Extract provided
________________________
Disadvantages of e-books

However, e-book could attract the eyes of the netizens; still it is far away to overtake the smooth flexible conventional paper-based book because of some common pitfalls. Screen glare and eyestrain are a serious concern for many potential users of e-book technology. The display resolution of computer screens and electronic devices is considerably less than the print quality produced by a printing press. This problem has been recognized by the groups developing e-book readers.


Reading from a computer does not appear to work very well for many people, in particular when reading long texts. Various surveys showed that when reading from a computer, most people would prefer to print out material and read it. It appears that many people prefer to use on-line to browse, scan articles and see if they want to read them. If so they either print the article if that is convenient or buy the book. One of the disadvantages of e-books is that reading from a computer lacks the familiarity and comfort of reading from a book. The computer is fine for e-mail and browsing but there is something about curling up on a comfortable chair with a book that lap-top and hand-helds simply fail to match.


The usability of the e-books does not yet approach that of paper books. A paper book can be opened and flipped through, while an electronic text is more difficult to navigate. This disadvantage is recognized by the manufacturers of e-books. In an effort to overcome these problems, the e-book reader is copying many of the characteristics of books just as Gutenberg did when he began printing with movable metal type. He made print look just like the manuscript books that had been created by scribes.


A disadvantage of e-books for reading fiction is that the World Wide Web has made the use of electronic information very different in character from that in a paper book. People are accustomed to using electronic forms to look up information on computers, rather than taking the journey into other worlds that a good fiction book will do. When reading a printed fiction book, the reader chooses to leave reality for a while but when using e-books, there is still the element of having to control the electronic equipment. Another disadvantage of electronic books is that they all require hardware for viewing. Unless the hardware, Internet connection or battery power that is required by an e-book reader is readily available, then its electronic documents are useless. A drawback to the acceptance of e-books is their unreliable life span. Paper has a much longer life span than most digital forms of storage. Because of the rapid development of new computer systems it is difficult to judge when the software or hardware will become outdated. A distinct handicap to the use of e-books is the fact that there is not a set standard for e-book readers at the moment


The Internet has provided a huge instant worldwide distribution of works without the restrictions that have traditionally been part of the publishing industry. Copyright issues could be considered a serious drawback to digital forms of publication. Methods of distribution of e-books have not yet been developed to match those of the printed book. There are still questions to be asked about whether the purchaser of the e-book owns it and can lend it to friends and whether the purchaser is able to take copies of pages of the e-book. Reliance on e-books for research has disadvantages for the learning of students. The ease of cutting and pasting information makes plagiarism common. Cheat sites that offer essays and reports are available and it is possible to copy or purchase finished essays. With the advent of the Internet, students do not think in the sequential logical way that is fostered by reading, instead they click away after reading approximately 700 words. The books that help shape culture will be neglected because of this inability to read long prose.
________________________
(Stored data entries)
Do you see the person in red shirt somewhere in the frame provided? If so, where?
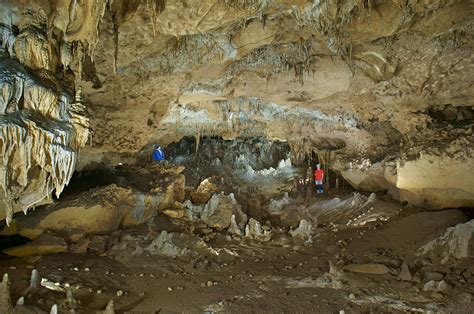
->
[314,164,324,194]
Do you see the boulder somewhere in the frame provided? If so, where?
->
[423,280,451,292]
[191,178,219,205]
[4,233,67,256]
[420,219,474,263]
[4,173,184,241]
[245,218,272,242]
[201,193,247,230]
[290,219,313,242]
[398,262,413,281]
[13,184,131,240]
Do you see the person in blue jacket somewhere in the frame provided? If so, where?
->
[152,146,165,161]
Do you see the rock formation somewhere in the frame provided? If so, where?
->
[0,0,474,221]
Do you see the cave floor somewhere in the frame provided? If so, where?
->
[0,200,474,313]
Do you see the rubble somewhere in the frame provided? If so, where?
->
[290,219,313,243]
[245,218,272,242]
[343,264,390,275]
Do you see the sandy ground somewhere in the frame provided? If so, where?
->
[0,195,474,313]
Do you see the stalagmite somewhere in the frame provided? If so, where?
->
[227,215,243,236]
[102,300,115,314]
[0,273,13,313]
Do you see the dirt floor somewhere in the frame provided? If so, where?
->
[0,195,474,313]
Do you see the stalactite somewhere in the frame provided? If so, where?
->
[0,61,89,224]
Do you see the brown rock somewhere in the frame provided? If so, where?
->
[191,178,219,205]
[343,264,389,275]
[398,262,413,281]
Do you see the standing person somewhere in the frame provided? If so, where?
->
[314,164,324,194]
[152,145,165,161]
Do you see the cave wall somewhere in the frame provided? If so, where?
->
[2,0,474,212]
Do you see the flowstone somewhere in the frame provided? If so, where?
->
[0,60,89,224]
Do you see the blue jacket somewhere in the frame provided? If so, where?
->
[153,149,165,161]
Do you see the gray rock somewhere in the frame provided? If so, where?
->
[343,264,390,275]
[424,271,444,281]
[398,262,413,281]
[423,280,451,292]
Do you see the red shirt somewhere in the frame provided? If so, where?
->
[314,169,324,181]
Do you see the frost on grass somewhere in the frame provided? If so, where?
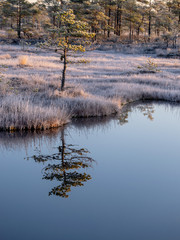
________________________
Work to complete
a) Reproduce the stretch of the e-book disadvantages text from "However, e-book could" through "developing e-book readers.".
b) Carry the text on the disadvantages of e-books forward from its final sentence.

Responses by task
a)
However, e-book could attract the eyes of the netizens; still it is far away to overtake the smooth flexible conventional paper-based book because of some common pitfalls. Screen glare and eyestrain are a serious concern for many potential users of e-book technology. The display resolution of computer screens and electronic devices is considerably less than the print quality produced by a printing press. This problem has been recognized by the groups developing e-book readers.

b)
Despite the tremendous utility and popularity of printed books, there are many reasons why we should now consider a partial shift away from the use of conventional paper-based books towards the greater use of publications that are based on the use of electronic media. Because of the rapidly emerging era of digital information and communications technologies, five basic issues can be taken into consideration; first, the problems associated with the ever increasing publication rate of both paper-based and electronic documents; second, the limitations imposed by the rates at which humans can read text-based material; third, the implications of 'media competition'; fourth, the speed and accuracy with which electronic material can be accessed; and fifth, the ways in which electronic material can be re-organized in dynamic ways in order to achieve more flexible presentation and access. Bearing in mind the five points raised above, it is becoming increasingly apparent that new ways of publishing books are needed. These new techniques should allow the flexible flow of information across different media forms in a dynamic way - to suit an individual's needs of the moment.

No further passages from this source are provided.